(DATA IN THIS EXERCISE begins)

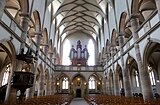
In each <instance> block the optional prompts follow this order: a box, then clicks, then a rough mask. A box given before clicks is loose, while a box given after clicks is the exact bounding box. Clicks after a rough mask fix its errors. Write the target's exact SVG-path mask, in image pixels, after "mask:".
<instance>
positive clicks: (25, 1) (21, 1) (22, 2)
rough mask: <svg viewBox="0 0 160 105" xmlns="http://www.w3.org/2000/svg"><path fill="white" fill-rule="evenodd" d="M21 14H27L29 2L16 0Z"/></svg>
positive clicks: (28, 0)
mask: <svg viewBox="0 0 160 105" xmlns="http://www.w3.org/2000/svg"><path fill="white" fill-rule="evenodd" d="M18 1H19V3H20V6H21V9H22V10H21V11H22V12H23V13H28V12H29V0H18Z"/></svg>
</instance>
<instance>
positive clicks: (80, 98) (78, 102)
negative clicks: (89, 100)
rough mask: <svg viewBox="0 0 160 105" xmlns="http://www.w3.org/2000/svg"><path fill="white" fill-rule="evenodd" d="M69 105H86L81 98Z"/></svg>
mask: <svg viewBox="0 0 160 105" xmlns="http://www.w3.org/2000/svg"><path fill="white" fill-rule="evenodd" d="M70 105H88V104H87V102H86V101H85V100H84V99H83V98H74V99H73V100H72V102H71V104H70Z"/></svg>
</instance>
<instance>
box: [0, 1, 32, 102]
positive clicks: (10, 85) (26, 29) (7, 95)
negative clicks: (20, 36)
mask: <svg viewBox="0 0 160 105" xmlns="http://www.w3.org/2000/svg"><path fill="white" fill-rule="evenodd" d="M2 1H3V0H2ZM2 1H0V3H1V2H2ZM0 8H1V7H0ZM28 23H29V15H28V13H22V14H21V23H20V24H21V26H22V29H23V32H22V34H21V36H22V40H23V41H24V42H25V41H26V37H27V29H28ZM24 47H25V43H23V42H22V43H21V48H24ZM21 48H20V49H21ZM15 62H16V64H15V65H16V67H15V68H14V69H12V70H13V71H16V70H21V68H22V63H23V61H20V60H15ZM12 76H13V72H11V75H10V77H9V78H12ZM9 82H10V81H9ZM10 90H15V89H13V88H11V84H10V83H8V86H7V90H6V97H5V100H8V98H9V99H10V98H12V97H13V96H11V95H10V94H12V95H13V94H14V95H15V96H16V93H15V91H11V92H10ZM12 92H14V93H12Z"/></svg>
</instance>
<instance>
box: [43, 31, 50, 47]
mask: <svg viewBox="0 0 160 105" xmlns="http://www.w3.org/2000/svg"><path fill="white" fill-rule="evenodd" d="M42 36H43V38H42V39H43V40H42V44H44V45H48V44H49V40H48V31H47V28H44V30H43V33H42Z"/></svg>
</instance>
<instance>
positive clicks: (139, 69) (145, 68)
mask: <svg viewBox="0 0 160 105" xmlns="http://www.w3.org/2000/svg"><path fill="white" fill-rule="evenodd" d="M130 22H131V28H132V35H133V40H134V42H136V41H137V39H138V33H137V32H136V30H137V28H138V16H137V15H132V16H131V18H130ZM134 49H135V54H136V59H137V65H138V70H139V76H140V83H141V88H142V94H143V98H144V99H145V100H150V99H153V93H152V87H151V82H150V78H149V73H148V68H147V67H146V68H144V67H145V66H144V64H143V63H142V58H141V53H140V48H139V44H138V43H135V44H134Z"/></svg>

(DATA IN THIS EXERCISE ends)

## WHAT TO DO:
Everything from the first line of the entries above through the line with "negative clicks: (89, 100)" should be duplicated exactly, except the pictures.

## ANSWER TO THE PROBLEM:
In each <instance> block the optional prompts follow this order: a box, then clicks, then a rough mask. A box given before clicks is loose, while a box given after clicks is the exact bounding box. Clicks after a rough mask fix its errors. Write the target's exact SVG-path mask, in image pixels, after "mask:".
<instance>
positive clicks: (25, 1) (21, 1) (22, 2)
rough mask: <svg viewBox="0 0 160 105" xmlns="http://www.w3.org/2000/svg"><path fill="white" fill-rule="evenodd" d="M21 14H27L29 2L16 0Z"/></svg>
positive clicks: (28, 0)
mask: <svg viewBox="0 0 160 105" xmlns="http://www.w3.org/2000/svg"><path fill="white" fill-rule="evenodd" d="M18 1H19V3H20V6H21V9H22V10H21V11H22V12H23V13H28V12H29V0H18Z"/></svg>
</instance>
<instance>
positive clicks: (80, 98) (78, 102)
negative clicks: (89, 100)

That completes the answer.